## Goal of the exercise
Substitute "leafy tree" for "green tree" in the records starting at the line containing "target | dark suv" and ending at the line containing "(475, 1016)", and give only those lines with everything else left unchanged.

Excerpts of pointing records
-*-
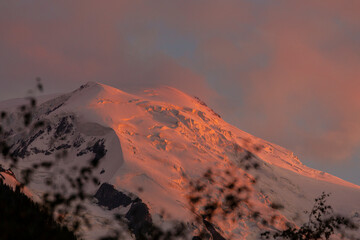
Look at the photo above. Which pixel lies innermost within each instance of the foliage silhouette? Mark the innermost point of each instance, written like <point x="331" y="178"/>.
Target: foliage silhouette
<point x="21" y="218"/>
<point x="322" y="224"/>
<point x="216" y="195"/>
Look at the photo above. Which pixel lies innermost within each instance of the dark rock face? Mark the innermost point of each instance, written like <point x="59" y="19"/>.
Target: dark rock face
<point x="65" y="126"/>
<point x="22" y="150"/>
<point x="140" y="221"/>
<point x="215" y="234"/>
<point x="138" y="216"/>
<point x="109" y="197"/>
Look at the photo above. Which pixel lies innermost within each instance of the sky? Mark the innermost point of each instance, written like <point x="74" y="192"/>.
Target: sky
<point x="285" y="71"/>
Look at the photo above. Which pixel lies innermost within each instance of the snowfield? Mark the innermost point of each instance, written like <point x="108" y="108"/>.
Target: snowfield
<point x="154" y="141"/>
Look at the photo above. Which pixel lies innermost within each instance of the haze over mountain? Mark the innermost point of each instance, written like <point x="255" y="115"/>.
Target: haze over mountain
<point x="150" y="143"/>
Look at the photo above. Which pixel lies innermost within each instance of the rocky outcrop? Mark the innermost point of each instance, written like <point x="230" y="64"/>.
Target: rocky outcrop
<point x="138" y="216"/>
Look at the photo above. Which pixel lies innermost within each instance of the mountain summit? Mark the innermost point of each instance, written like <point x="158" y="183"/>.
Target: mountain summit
<point x="150" y="144"/>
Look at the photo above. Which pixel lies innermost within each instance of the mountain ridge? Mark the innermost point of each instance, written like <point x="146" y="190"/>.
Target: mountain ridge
<point x="158" y="139"/>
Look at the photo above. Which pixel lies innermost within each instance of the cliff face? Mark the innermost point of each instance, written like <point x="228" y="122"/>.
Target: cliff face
<point x="148" y="147"/>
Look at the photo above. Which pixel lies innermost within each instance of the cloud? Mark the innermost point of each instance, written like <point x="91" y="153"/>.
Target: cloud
<point x="287" y="71"/>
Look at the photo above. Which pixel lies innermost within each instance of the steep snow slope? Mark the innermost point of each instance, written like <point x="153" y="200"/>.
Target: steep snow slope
<point x="156" y="138"/>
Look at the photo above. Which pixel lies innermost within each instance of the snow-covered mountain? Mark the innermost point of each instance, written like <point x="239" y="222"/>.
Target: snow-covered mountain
<point x="149" y="143"/>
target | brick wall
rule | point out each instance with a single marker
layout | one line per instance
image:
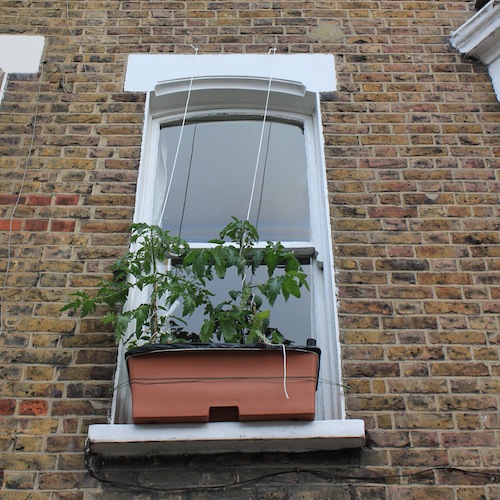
(411, 145)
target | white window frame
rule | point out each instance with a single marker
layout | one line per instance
(480, 37)
(245, 79)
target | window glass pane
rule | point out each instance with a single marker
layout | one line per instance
(291, 318)
(214, 174)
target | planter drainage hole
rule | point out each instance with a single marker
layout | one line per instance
(224, 414)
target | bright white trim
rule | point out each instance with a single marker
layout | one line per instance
(224, 437)
(480, 37)
(19, 54)
(315, 71)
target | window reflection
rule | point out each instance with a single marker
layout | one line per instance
(214, 174)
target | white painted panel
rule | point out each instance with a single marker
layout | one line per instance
(315, 71)
(20, 53)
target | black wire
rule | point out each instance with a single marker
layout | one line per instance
(314, 472)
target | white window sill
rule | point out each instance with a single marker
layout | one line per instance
(112, 440)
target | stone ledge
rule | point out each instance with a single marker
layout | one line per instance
(112, 440)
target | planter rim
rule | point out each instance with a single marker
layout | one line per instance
(215, 346)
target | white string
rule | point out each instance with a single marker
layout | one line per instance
(19, 194)
(284, 371)
(273, 50)
(163, 208)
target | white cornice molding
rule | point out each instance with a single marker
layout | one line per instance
(480, 35)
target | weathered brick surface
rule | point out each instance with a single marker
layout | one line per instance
(411, 142)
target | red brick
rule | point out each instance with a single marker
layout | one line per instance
(35, 407)
(38, 200)
(7, 406)
(63, 225)
(65, 199)
(36, 225)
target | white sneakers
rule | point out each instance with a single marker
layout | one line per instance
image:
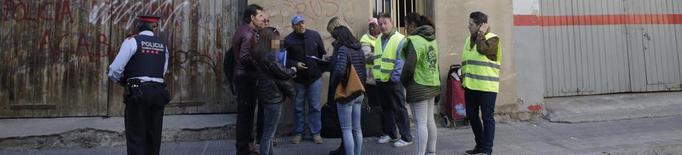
(401, 143)
(385, 139)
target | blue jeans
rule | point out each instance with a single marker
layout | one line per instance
(484, 133)
(271, 114)
(311, 93)
(349, 120)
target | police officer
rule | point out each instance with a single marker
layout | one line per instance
(139, 67)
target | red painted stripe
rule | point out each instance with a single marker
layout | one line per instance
(656, 19)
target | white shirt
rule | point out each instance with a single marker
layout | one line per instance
(128, 49)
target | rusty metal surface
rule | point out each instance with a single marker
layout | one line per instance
(54, 54)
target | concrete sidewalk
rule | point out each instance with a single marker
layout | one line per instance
(88, 132)
(593, 108)
(636, 136)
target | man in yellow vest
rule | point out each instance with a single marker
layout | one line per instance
(481, 60)
(386, 71)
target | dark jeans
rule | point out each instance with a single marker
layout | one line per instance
(485, 102)
(394, 111)
(144, 118)
(246, 107)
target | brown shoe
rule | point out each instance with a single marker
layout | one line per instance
(297, 139)
(317, 138)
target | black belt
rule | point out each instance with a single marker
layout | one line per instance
(134, 83)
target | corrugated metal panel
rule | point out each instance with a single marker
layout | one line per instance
(584, 59)
(655, 48)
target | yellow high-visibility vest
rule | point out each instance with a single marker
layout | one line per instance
(481, 73)
(385, 58)
(426, 70)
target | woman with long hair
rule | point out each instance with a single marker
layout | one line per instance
(347, 50)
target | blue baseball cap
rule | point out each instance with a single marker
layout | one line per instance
(297, 19)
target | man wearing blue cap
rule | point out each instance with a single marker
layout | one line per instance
(305, 48)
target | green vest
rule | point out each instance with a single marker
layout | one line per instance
(480, 73)
(426, 70)
(369, 40)
(384, 58)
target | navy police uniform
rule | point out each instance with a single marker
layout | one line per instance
(140, 67)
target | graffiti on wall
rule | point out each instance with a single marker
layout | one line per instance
(57, 52)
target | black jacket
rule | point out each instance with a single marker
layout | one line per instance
(339, 64)
(272, 79)
(300, 48)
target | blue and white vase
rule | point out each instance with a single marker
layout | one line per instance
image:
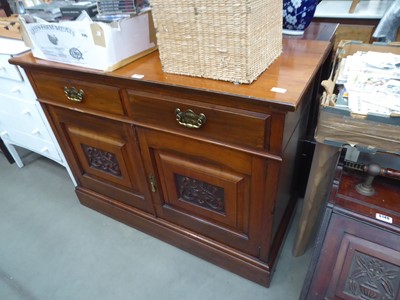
(297, 15)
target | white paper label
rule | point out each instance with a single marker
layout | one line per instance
(384, 218)
(278, 90)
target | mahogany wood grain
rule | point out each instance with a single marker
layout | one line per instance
(225, 191)
(292, 71)
(357, 255)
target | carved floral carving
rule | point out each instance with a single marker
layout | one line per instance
(102, 160)
(372, 279)
(200, 193)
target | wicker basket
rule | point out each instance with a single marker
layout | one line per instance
(231, 40)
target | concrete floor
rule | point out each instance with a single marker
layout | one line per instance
(53, 248)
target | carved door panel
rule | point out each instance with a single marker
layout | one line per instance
(357, 261)
(211, 190)
(101, 153)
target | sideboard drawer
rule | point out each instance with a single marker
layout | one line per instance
(84, 95)
(208, 121)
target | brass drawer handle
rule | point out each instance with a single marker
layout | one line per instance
(189, 119)
(73, 94)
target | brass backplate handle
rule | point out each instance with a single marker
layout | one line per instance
(73, 94)
(189, 119)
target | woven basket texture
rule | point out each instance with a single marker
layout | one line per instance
(225, 40)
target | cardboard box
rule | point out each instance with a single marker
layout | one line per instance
(75, 9)
(339, 126)
(96, 45)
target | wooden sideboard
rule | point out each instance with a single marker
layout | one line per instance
(205, 165)
(357, 250)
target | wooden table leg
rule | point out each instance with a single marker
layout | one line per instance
(322, 169)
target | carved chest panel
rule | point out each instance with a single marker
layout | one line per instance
(357, 253)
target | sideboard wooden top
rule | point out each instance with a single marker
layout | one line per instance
(292, 72)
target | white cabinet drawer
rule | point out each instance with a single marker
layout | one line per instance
(27, 123)
(37, 145)
(8, 71)
(17, 89)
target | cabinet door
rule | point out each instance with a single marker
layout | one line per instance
(357, 261)
(104, 156)
(214, 191)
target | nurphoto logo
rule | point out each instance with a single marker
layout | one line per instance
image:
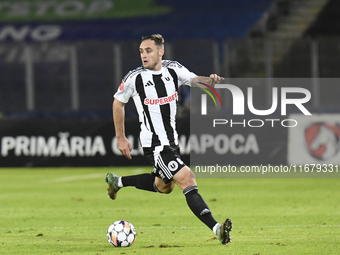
(238, 105)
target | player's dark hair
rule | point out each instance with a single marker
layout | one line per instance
(157, 38)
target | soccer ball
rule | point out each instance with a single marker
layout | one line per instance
(121, 234)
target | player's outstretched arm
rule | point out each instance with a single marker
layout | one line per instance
(118, 118)
(199, 81)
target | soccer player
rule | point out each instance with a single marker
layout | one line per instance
(154, 89)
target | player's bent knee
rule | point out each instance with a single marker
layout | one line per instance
(164, 188)
(185, 178)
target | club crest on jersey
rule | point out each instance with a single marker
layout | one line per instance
(121, 86)
(161, 101)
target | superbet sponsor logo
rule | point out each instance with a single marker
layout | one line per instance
(161, 101)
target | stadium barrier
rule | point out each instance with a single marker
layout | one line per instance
(92, 142)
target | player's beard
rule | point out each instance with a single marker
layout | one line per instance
(152, 66)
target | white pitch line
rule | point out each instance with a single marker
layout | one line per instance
(180, 227)
(75, 178)
(86, 177)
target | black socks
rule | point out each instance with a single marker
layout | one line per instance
(140, 181)
(198, 206)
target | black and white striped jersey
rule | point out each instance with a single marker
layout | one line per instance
(155, 94)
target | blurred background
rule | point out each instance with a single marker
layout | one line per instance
(62, 60)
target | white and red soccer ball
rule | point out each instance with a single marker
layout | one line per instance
(121, 234)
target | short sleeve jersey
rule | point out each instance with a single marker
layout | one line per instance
(155, 94)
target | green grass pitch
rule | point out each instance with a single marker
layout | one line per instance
(67, 211)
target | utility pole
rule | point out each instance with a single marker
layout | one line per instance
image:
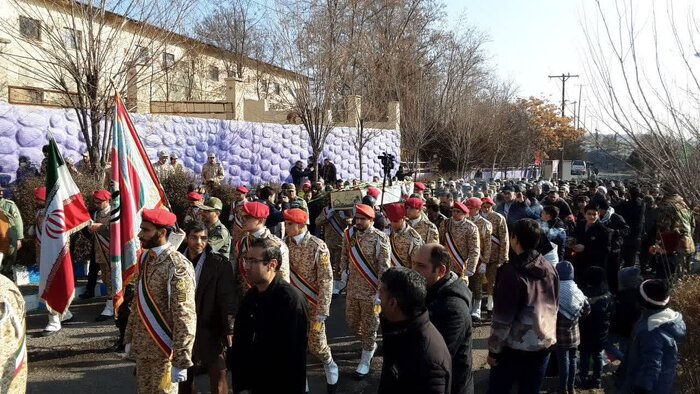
(564, 78)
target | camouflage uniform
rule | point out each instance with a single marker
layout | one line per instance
(465, 234)
(13, 352)
(8, 242)
(360, 311)
(213, 172)
(499, 248)
(101, 247)
(236, 226)
(170, 280)
(477, 281)
(163, 170)
(404, 243)
(309, 258)
(333, 240)
(427, 230)
(220, 239)
(240, 281)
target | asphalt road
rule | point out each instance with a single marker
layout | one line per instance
(78, 359)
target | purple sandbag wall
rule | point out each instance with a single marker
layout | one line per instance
(251, 152)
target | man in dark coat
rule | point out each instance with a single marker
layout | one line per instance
(592, 246)
(632, 211)
(449, 305)
(416, 359)
(214, 304)
(271, 327)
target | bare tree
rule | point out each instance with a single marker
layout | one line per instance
(85, 50)
(644, 75)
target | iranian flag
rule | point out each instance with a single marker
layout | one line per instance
(66, 213)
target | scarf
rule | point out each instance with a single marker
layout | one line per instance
(571, 299)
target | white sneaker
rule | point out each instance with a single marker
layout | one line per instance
(365, 362)
(332, 372)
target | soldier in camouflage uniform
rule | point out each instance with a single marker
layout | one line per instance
(499, 245)
(365, 256)
(162, 168)
(311, 273)
(10, 242)
(192, 211)
(100, 230)
(13, 349)
(333, 224)
(253, 216)
(420, 222)
(212, 172)
(461, 238)
(219, 237)
(485, 231)
(160, 337)
(240, 197)
(404, 240)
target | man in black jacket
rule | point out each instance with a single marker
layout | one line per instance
(416, 359)
(271, 332)
(214, 306)
(632, 211)
(449, 305)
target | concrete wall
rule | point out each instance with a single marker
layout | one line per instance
(251, 152)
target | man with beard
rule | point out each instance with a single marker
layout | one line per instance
(420, 222)
(214, 305)
(271, 331)
(161, 330)
(219, 238)
(365, 255)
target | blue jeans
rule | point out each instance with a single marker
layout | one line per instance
(526, 369)
(567, 368)
(597, 357)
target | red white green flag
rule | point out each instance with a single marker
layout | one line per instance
(66, 213)
(135, 186)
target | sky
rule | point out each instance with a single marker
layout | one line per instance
(532, 39)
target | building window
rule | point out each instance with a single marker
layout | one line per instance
(73, 38)
(168, 60)
(30, 28)
(214, 73)
(142, 55)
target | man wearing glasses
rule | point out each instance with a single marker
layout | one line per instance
(271, 324)
(461, 238)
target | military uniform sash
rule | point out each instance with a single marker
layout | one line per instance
(359, 261)
(395, 259)
(452, 248)
(332, 220)
(241, 249)
(309, 291)
(152, 318)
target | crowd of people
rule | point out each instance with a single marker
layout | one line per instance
(579, 272)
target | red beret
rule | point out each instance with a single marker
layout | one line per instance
(102, 195)
(364, 210)
(488, 200)
(395, 212)
(40, 193)
(256, 210)
(415, 203)
(194, 196)
(461, 207)
(373, 192)
(296, 215)
(159, 217)
(473, 202)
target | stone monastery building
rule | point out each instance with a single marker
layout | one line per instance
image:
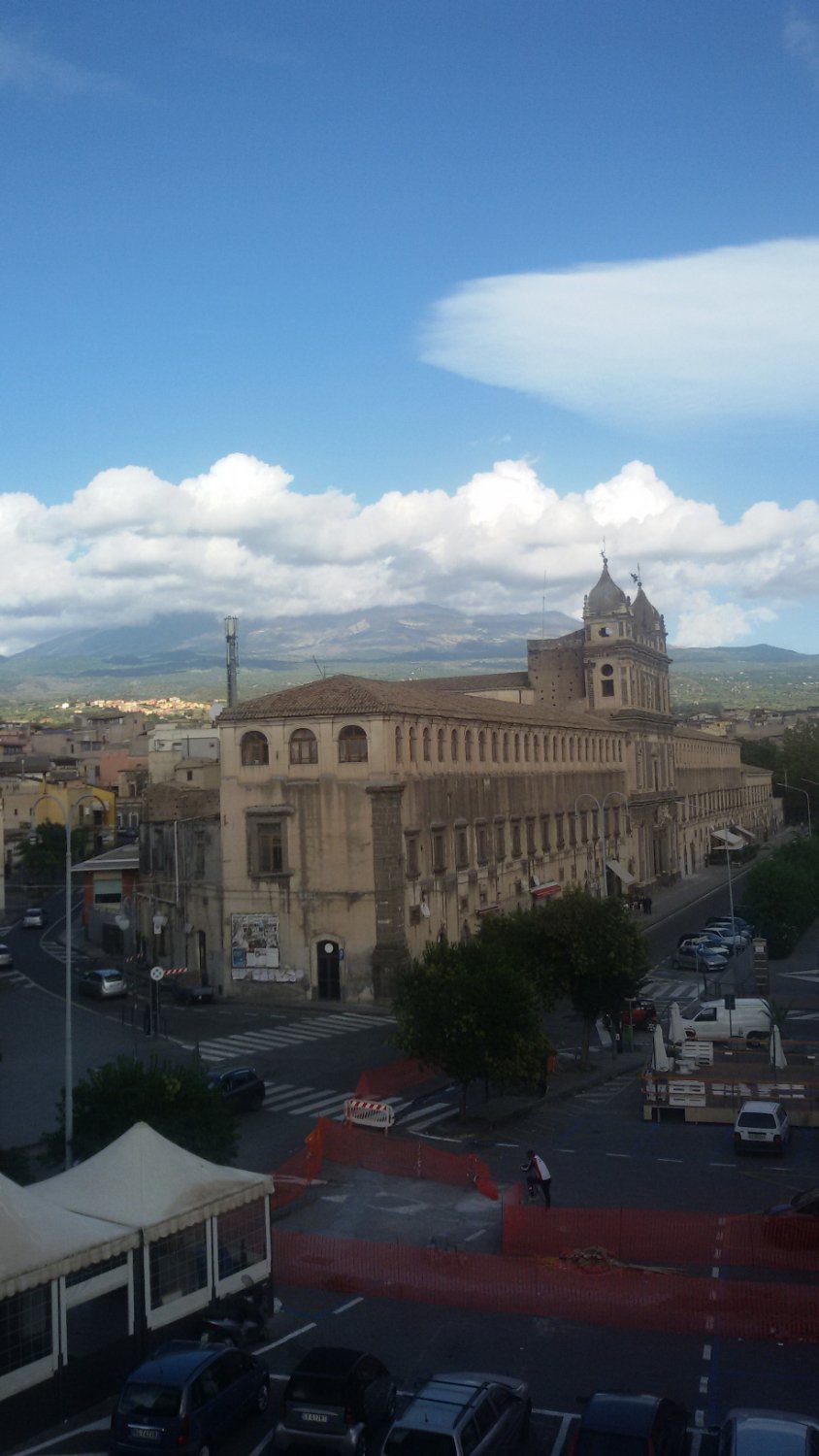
(361, 818)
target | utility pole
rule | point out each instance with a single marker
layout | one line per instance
(232, 654)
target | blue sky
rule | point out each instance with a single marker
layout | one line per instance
(363, 253)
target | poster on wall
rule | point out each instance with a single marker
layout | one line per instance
(253, 943)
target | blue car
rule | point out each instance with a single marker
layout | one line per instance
(186, 1398)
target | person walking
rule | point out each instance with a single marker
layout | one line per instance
(537, 1176)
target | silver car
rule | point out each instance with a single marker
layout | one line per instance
(761, 1433)
(463, 1414)
(104, 983)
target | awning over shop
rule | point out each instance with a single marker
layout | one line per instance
(545, 891)
(726, 838)
(621, 873)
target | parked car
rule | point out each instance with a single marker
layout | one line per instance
(335, 1401)
(761, 1124)
(463, 1414)
(104, 983)
(618, 1423)
(699, 955)
(772, 1433)
(191, 993)
(749, 1016)
(795, 1223)
(737, 920)
(186, 1398)
(242, 1088)
(640, 1013)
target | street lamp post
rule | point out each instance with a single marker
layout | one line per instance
(793, 788)
(66, 812)
(600, 806)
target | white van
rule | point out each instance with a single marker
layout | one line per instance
(751, 1018)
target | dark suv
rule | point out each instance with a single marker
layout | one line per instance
(186, 1398)
(335, 1401)
(463, 1414)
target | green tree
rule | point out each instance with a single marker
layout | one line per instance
(175, 1100)
(801, 762)
(763, 753)
(781, 893)
(43, 856)
(591, 951)
(475, 1016)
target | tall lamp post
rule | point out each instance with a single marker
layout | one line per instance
(815, 785)
(793, 788)
(600, 806)
(66, 812)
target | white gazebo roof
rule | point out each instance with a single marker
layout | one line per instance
(146, 1181)
(40, 1242)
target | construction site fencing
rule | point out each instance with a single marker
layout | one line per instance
(661, 1237)
(675, 1304)
(404, 1156)
(369, 1147)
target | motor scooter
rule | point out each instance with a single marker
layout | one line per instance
(246, 1319)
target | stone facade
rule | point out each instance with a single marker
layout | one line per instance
(363, 818)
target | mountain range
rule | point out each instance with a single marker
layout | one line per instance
(185, 654)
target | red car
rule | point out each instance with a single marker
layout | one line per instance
(640, 1013)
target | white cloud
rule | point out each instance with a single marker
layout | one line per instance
(802, 41)
(244, 539)
(26, 69)
(726, 332)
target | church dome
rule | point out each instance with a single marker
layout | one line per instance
(606, 596)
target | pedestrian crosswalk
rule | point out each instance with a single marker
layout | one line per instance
(290, 1100)
(15, 978)
(291, 1034)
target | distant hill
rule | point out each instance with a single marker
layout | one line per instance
(185, 655)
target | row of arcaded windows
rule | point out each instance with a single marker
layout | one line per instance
(496, 745)
(305, 747)
(498, 841)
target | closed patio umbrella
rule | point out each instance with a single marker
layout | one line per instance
(675, 1028)
(775, 1054)
(659, 1059)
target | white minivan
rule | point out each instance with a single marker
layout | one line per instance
(751, 1018)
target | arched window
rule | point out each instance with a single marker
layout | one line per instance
(255, 750)
(352, 745)
(303, 745)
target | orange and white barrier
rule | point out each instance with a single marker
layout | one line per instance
(369, 1114)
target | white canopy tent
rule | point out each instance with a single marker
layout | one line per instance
(147, 1181)
(40, 1242)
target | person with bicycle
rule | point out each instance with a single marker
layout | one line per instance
-*-
## Answer for this exercise
target | dark suv
rule | point out each instance with a single marker
layout | one line per instance
(186, 1398)
(335, 1401)
(463, 1414)
target | leafy tree
rule | point out each instance with a single marker
layout | one line per instance
(175, 1100)
(801, 762)
(763, 753)
(781, 893)
(43, 856)
(591, 951)
(475, 1016)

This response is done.